[PASSAGE PROVIDED Boundary: Start]

Wednesday!

I played Jimi’s National Anthem last year, it feels like it’d be cheating to do it again *ALREADY*… but I’m stuck wondering about music and patriotism without wandering too far into political territory and it’s tougher than I’d like. I want to do something quintessentially American but also something quintessentially Universal. Something that captures much of the good but there’s a reminder, in the back, that that’s not everything there is… but, at the same time, that stuff in the back isn’t everything there is either.

Happy Independence Day and if you don’t celebrate that, Happy 4th of July.

So… what are you listening to?

Jaybird

Jaybird is Birdmojo on Xbox Live and Jaybirdmojo on Playstation's network. He's been playing consoles since the Atari 2600 and it was Zork that taught him how to touch-type. If you've got a song for Wednesday, a commercial for Saturday, a recommendation for Tuesday, an essay for Monday, or, heck, just a handful a questions, fire off an email to AskJaybird-at-gmail.com

27 Comments

  1. I admit, I love me some JPS on the fourth.

    Biologically, part of my brain is wired to respond to nationalistic, booming, brassy, militant marching music. I think it comes from the German side.

  2. Freebird! (holding up a lighter, yes dating myself but so much more romantic than an Iphone)

    • Kansas does too much telling and not enough showing, if you ask me.

      Then again, that’s an issue with prog in general (though there are exceptions).

      • I understand where you’re coming from.
        The lyrics aren’t everything we could have hoped for. (Problem Bears by the Tragically Hip is one of my favorites in this regard; it conveys action through evocation– WARNING: cheesy video).

[PASSAGE PROVIDED Boundary: End]
[DATA SHOWN Boundary: Start]

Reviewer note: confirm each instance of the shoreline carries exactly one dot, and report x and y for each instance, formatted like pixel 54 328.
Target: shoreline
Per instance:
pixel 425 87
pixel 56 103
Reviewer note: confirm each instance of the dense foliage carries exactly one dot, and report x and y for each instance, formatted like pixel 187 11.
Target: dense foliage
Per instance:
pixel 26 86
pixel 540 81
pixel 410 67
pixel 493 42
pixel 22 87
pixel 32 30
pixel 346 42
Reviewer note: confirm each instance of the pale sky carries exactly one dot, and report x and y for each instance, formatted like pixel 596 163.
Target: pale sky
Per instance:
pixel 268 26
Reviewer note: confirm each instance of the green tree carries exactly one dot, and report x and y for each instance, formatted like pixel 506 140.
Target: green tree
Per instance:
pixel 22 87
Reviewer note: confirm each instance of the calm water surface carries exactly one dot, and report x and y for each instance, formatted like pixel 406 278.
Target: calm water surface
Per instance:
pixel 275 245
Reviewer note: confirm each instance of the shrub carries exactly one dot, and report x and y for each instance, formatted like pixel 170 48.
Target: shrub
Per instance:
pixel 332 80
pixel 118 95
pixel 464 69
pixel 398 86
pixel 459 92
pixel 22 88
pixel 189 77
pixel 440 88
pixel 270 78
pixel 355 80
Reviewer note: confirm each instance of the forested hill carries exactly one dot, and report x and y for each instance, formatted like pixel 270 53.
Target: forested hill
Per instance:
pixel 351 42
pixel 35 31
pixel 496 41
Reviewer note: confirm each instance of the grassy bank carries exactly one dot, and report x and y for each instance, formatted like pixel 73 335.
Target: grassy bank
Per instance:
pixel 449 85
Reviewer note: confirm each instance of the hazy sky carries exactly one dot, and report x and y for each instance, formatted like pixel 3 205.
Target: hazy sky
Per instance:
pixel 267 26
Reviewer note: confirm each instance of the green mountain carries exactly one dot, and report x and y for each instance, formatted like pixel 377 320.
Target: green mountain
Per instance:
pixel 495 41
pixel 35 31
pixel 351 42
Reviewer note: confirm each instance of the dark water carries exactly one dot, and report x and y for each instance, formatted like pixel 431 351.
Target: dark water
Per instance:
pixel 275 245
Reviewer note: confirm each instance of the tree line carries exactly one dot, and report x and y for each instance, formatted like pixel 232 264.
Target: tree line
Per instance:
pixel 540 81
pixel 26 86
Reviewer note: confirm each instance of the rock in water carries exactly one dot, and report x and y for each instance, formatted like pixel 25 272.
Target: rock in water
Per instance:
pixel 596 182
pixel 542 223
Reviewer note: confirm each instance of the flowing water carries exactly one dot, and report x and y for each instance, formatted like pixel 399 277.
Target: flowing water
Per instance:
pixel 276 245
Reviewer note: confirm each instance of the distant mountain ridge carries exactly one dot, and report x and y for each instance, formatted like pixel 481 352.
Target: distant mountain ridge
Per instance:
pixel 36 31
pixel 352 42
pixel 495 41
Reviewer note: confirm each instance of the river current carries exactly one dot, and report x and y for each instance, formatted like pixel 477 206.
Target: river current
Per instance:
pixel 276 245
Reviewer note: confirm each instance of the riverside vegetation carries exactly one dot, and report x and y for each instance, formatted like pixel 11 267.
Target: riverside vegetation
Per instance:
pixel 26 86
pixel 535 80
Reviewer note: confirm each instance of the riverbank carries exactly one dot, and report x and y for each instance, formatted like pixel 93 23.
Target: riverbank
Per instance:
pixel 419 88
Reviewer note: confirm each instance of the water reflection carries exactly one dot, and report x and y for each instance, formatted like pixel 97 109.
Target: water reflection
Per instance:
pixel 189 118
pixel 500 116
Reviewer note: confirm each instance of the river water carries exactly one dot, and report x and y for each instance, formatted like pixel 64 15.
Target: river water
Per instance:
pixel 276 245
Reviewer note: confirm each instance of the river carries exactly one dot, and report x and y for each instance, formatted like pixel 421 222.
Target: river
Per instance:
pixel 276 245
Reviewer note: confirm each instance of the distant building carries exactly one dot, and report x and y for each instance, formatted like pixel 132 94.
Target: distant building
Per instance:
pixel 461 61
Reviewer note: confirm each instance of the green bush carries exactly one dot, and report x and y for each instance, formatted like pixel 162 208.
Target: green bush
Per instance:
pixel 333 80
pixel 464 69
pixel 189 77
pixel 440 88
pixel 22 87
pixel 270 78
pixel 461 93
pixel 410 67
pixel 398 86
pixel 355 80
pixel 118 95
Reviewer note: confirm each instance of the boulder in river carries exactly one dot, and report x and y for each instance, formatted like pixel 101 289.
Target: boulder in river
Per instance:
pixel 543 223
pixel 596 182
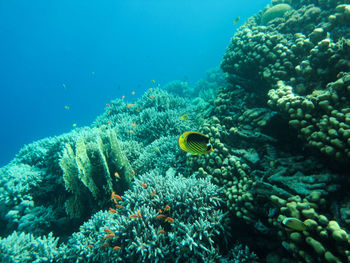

[DATA SHOWN Boundary: End]

- _EXPLORE THE MATERIAL_
1 - According to the blog post, which game taught Jaybird how to touch-type?
2 - Write out the part of the blog post that begins at the words "So… what are" and stops after "the German side.".
The rows play no part in any of this.

- _TASK RESPONSES_
1 - Zork

2 -
So… what are you listening to?

Jaybird

Jaybird is Birdmojo on Xbox Live and Jaybirdmojo on Playstation's network. He's been playing consoles since the Atari 2600 and it was Zork that taught him how to touch-type. If you've got a song for Wednesday, a commercial for Saturday, a recommendation for Tuesday, an essay for Monday, or, heck, just a handful a questions, fire off an email to AskJaybird-at-gmail.com

27 Comments

  1. I admit, I love me some JPS on the fourth.

    Biologically, part of my brain is wired to respond to nationalistic, booming, brassy, militant marching music. I think it comes from the German side.